Humanistic Management Journal, 2018, vol. 3, issue 2, No 3, 186 pages

Abstract: Abstract In order to provide context and ground for a future assessment of the manifold overlap and possible differences between the Humanistic Management Project and the Weltethos Project, this article offers a comprehensive assessment of the history, arguments, and relevance of the Weltethos Project as applied to economics and business. A literature review of foundational documents on “Weltethos” and “Weltethos for business” outlines essential elements and arguments from two main Weltethos Project pioneers. It first recounts how its founder, the theologian Hans Küng, has launched a fruitful academic and public discourse spanning almost three decades since 1990, including the presentation of the Manifesto for a Global Economic Ethic by world leaders at a joint event with the UN Global Compact at the UN headquarters in New York in 2009, calling for business to serve human dignity. Then, the agenda of Claus Dierksmeier, Küng’s academic successor and a philosopher with foundational contributions to the Humanistic Management Project, is assessed both in regard to Weltethos motifs and Humanistic Management arguments, spanning from Dierksmeier’s conception of qualitative freedom as the foundation of unity in diversity to his effort to reframe economic theory and ethics, the inclusive and innovative practices of Humanistic Management, and to the capability approach. The article ends by highlighting how these two different approaches to Weltethos commitments converge in their care for human dignity, the idea of globally responsible freedom, and the capacity for dialogue as a learning process for creative change leadership.
··········
(WRITTEN PROBLEM)
According to the journal abstract, where and in what year was the Manifesto for a Global Economic Ethic presented?

(Data listing)
··········
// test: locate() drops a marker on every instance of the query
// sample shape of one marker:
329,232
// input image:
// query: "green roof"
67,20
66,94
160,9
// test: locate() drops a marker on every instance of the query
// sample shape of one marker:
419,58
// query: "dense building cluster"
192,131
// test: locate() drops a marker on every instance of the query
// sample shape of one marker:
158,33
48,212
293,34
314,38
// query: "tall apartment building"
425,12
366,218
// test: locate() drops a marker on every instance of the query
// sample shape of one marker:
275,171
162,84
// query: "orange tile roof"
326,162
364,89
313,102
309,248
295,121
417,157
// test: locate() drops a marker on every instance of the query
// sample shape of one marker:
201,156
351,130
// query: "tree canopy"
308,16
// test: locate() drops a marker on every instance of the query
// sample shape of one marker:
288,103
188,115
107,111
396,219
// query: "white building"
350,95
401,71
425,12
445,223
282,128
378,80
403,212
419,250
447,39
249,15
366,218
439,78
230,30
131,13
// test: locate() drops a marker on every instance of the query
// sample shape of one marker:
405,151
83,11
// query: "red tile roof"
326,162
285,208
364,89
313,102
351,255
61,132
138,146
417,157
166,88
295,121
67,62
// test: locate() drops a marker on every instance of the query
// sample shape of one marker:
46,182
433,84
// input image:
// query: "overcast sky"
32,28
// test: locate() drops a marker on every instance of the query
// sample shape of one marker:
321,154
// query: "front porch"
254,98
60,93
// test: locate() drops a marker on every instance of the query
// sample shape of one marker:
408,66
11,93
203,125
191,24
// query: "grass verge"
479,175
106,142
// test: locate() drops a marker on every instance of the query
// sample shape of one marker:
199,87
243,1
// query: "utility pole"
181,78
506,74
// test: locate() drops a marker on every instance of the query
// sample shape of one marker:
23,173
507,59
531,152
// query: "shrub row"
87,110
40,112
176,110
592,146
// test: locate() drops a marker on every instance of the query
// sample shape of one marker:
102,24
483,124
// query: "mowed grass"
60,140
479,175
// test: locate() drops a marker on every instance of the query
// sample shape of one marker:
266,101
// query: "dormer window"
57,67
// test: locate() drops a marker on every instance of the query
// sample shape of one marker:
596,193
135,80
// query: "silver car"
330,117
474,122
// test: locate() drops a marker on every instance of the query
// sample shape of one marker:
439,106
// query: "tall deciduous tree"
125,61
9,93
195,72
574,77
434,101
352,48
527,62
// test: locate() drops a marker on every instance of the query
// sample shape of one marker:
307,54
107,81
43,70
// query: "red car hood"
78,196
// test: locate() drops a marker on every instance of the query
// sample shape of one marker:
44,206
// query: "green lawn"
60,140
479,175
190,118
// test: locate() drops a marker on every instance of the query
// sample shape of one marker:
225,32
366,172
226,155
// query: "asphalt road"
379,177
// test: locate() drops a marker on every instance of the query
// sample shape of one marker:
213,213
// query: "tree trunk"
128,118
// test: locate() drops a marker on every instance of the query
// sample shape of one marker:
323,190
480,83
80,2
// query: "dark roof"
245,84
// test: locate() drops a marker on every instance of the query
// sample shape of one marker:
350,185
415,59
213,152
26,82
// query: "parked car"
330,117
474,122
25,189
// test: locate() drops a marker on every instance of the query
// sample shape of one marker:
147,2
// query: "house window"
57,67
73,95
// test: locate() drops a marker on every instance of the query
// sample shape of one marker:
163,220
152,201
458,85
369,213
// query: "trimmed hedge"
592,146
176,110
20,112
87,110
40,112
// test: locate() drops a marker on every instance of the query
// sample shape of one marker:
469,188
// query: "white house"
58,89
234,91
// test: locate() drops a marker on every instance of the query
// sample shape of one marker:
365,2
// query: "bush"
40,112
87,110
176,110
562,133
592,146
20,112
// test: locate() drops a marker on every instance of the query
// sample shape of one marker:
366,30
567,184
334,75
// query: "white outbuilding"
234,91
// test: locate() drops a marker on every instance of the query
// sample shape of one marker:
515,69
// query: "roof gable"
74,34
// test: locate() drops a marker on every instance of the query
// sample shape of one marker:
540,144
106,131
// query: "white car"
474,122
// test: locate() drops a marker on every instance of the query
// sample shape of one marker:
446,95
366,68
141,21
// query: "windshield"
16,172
··········
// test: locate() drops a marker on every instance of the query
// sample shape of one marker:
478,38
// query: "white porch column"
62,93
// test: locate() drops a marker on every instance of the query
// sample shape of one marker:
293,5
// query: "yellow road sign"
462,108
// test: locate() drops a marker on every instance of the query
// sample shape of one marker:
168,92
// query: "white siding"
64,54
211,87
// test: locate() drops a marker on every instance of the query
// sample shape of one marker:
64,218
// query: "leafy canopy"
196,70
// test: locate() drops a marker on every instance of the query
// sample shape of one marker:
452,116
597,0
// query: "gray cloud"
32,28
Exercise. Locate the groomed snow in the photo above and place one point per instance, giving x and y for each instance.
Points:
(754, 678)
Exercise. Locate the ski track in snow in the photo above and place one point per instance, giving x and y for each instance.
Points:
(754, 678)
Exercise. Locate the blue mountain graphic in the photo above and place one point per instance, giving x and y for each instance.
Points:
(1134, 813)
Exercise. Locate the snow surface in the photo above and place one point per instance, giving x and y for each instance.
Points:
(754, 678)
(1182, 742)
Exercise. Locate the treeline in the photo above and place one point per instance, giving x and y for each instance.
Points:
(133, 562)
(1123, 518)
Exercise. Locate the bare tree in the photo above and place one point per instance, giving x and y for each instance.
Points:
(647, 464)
··········
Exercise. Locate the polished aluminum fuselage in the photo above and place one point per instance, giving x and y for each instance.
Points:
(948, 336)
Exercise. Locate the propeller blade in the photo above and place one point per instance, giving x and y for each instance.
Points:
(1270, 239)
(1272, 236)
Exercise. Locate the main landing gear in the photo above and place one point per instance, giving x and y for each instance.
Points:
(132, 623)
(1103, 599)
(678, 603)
··········
(TASK ANSWER)
At the UN headquarters in New York in 2009.